• TASK DESCRIPTION: Return every record below exactly.

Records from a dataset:
== Segment start ==

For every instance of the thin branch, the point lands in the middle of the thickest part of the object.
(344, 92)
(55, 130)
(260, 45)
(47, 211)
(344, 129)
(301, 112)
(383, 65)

== Segment end ==

• RESPONSE:
For every instance of the thin branch, the point lands in the middle of the thickest part of the object.
(344, 92)
(55, 130)
(260, 45)
(47, 211)
(344, 129)
(301, 112)
(383, 65)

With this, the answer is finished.